Estrongo Nachama — ein Zauberer der Liebe

■ Heute vor 45 Jahren übertrug der RIAS zum ersten Mal die von ihm gesungene Schabbatfeier der Jüdischen Gemeinde von Berlin/ Seit 1947 ist Estrongo Nachama Oberkantor in der Jüdischen Gemeinde/ Trotz Auschwitz liebt er die Menschen

Das erste Mal hörte ich ihn vor vielen Jahren im Lichthof der Technischen Universität. Es gab irgendeinen ökumenischen Anlaß, und geboten wurde Musik der großen Weltreligionen. Aus der Reihe eines Chors, der vorher Bach gesungen hatte, löste sich plötzlich ein kleiner, rundlicher Mann, südländisch aussehend, mit sehr dichten Augenbrauen. Er trat in die leere Mitte des Lichthofes, eine Orgel ertönte, der Mann öffnete weit die Arme, er schien zu wachsen und uns alle zu umspannen, und in die Stille hinein erklang das Sch'ma Israel.

War das ein hoher Bariton oder tiefer Tenor? Ich weiß es nicht — nur noch, daß die Stimme wunderschön war und der Gesang so ergreifend, daß vielen Zuhörern die Tränen kamen. Mir auch. Erst später erfuhr ich, daß dieser Mann Estrongo Nachama gewesen war, der Oberkantor der Jüdischen Gemeinde von Berlin, und daß er bekannt sei weit über das eingemauerte Berlin hinaus.

**Aufgabe**. Wiederhole bitte den Artikel über Estrongo Nachama oben vollständig und Wort für Wort.

**Die Daten**.
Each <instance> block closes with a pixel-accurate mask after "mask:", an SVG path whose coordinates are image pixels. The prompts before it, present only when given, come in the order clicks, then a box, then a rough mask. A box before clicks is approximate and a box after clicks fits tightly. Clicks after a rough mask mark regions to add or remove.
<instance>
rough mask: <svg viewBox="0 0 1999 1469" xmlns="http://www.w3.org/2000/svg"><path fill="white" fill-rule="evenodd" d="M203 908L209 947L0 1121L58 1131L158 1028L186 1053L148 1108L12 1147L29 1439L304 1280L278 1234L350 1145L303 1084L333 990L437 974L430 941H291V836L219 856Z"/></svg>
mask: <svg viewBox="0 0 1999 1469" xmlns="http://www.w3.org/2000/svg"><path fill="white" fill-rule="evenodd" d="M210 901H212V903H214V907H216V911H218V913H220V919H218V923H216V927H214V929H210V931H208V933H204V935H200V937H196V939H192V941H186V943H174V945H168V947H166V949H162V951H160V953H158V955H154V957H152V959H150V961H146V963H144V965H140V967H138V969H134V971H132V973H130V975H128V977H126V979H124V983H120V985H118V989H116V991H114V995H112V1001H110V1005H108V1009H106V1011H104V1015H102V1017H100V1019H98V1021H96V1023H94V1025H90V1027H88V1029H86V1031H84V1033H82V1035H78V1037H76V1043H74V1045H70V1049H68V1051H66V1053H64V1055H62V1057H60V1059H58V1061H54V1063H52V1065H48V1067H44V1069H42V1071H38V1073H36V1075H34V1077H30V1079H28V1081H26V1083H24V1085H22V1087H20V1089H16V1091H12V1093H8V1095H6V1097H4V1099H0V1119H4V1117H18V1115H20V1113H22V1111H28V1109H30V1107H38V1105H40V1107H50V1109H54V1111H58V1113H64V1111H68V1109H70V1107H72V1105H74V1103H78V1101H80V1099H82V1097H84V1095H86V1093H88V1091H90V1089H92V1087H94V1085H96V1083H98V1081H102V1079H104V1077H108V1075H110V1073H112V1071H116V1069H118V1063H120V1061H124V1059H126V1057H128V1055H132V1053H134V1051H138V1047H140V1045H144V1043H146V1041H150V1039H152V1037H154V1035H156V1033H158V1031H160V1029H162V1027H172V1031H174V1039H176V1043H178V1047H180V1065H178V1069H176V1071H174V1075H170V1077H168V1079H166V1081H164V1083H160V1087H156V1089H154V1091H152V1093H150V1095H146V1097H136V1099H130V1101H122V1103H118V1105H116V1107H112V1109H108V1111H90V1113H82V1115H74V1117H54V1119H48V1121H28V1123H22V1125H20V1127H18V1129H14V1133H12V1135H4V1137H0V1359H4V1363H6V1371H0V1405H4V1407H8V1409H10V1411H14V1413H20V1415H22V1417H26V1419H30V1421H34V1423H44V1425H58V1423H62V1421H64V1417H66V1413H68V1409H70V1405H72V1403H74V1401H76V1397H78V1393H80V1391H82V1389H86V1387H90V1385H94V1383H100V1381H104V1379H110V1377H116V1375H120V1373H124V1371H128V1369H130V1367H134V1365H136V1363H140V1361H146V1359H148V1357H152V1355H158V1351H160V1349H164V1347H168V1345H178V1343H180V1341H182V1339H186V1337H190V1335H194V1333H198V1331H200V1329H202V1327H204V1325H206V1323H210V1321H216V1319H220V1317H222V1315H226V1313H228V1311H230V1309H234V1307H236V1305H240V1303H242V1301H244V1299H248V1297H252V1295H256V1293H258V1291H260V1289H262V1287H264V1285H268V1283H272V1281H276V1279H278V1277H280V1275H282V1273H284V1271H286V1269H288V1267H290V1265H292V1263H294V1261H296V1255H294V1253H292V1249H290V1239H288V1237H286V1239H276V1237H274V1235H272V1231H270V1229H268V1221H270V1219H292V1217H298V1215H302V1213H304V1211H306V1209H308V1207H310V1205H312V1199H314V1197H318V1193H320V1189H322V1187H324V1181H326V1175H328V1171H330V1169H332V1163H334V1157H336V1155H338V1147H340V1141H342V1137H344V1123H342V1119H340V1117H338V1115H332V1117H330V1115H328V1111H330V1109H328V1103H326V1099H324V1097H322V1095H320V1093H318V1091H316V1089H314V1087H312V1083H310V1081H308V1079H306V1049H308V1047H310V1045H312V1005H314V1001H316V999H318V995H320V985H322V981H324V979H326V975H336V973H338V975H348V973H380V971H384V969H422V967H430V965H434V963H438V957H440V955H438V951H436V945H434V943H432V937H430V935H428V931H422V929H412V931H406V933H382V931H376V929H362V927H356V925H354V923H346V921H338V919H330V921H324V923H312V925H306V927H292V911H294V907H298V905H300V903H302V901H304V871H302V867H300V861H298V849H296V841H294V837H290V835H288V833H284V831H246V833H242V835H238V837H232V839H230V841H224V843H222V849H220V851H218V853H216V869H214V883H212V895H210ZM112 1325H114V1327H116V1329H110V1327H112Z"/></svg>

**Lösung**.
Estrongo Nachama — ein Zauberer der Liebe

■ Heute vor 45 Jahren übertrug der RIAS zum ersten Mal die von ihm gesungene Schabbatfeier der Jüdischen Gemeinde von Berlin/ Seit 1947 ist Estrongo Nachama Oberkantor in der Jüdischen Gemeinde/ Trotz Auschwitz liebt er die Menschen

Das erste Mal hörte ich ihn vor vielen Jahren im Lichthof der Technischen Universität. Es gab irgendeinen ökumenischen Anlaß, und geboten wurde Musik der großen Weltreligionen. Aus der Reihe eines Chors, der vorher Bach gesungen hatte, löste sich plötzlich ein kleiner, rundlicher Mann, südländisch aussehend, mit sehr dichten Augenbrauen. Er trat in die leere Mitte des Lichthofes, eine Orgel ertönte, der Mann öffnete weit die Arme, er schien zu wachsen und uns alle zu umspannen, und in die Stille hinein erklang das Sch'ma Israel.

War das ein hoher Bariton oder tiefer Tenor? Ich weiß es nicht — nur noch, daß die Stimme wunderschön war und der Gesang so ergreifend, daß vielen Zuhörern die Tränen kamen. Mir auch. Erst später erfuhr ich, daß dieser Mann Estrongo Nachama gewesen war, der Oberkantor der Jüdischen Gemeinde von Berlin, und daß er bekannt sei weit über das eingemauerte Berlin hinaus.